Stated goal –
Rename "window frame" to "window pane" throughout the data below, and leave every other word unchanged.

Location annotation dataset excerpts
# # # # # # #
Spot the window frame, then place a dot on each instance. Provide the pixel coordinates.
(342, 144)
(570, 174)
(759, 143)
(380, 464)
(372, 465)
# # # # # # #
Answer to this task –
Spot the window pane, then place a dot on each instance. Provide the pixel coordinates.
(342, 144)
(570, 174)
(759, 143)
(380, 464)
(372, 465)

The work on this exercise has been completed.